- Task details -
All lines from the entries below that contain the string "laid" should be copied out.

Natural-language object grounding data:
◇ ◇ ◇ ◇ ◇
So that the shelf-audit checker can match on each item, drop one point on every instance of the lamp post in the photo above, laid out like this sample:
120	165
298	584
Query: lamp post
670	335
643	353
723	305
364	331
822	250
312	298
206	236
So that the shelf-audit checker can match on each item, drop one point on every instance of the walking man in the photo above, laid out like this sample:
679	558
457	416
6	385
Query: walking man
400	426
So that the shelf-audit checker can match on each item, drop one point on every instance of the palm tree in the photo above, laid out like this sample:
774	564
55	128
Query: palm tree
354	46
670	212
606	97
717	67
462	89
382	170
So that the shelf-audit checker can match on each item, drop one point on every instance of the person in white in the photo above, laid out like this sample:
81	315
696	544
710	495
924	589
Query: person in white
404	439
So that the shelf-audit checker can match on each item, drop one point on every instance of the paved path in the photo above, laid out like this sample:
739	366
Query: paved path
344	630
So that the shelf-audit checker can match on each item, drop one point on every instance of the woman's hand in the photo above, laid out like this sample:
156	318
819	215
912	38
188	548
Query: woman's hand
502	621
◇ ◇ ◇ ◇ ◇
- Exercise solution -
So that the shelf-audit checker can match on each item, drop one point on every instance of the lamp post in the photo above, laid out like this sample:
So that the shelf-audit checker can match on each item, drop one point on every instance of the walking man in the photo above, laid out like this sample:
So that the shelf-audit checker can match on each item, drop one point on every instance of the palm tree in the photo above, laid out like this sample:
So that the shelf-audit checker can match on each item, drop one point on every instance of the person in white in the photo above, laid out like this sample:
So that the shelf-audit checker can match on each item, drop one point on every instance of the paved path in the photo above, laid out like this sample:
So that the shelf-audit checker can match on each item, drop one point on every instance of the woman's hand in the photo above, laid out like this sample:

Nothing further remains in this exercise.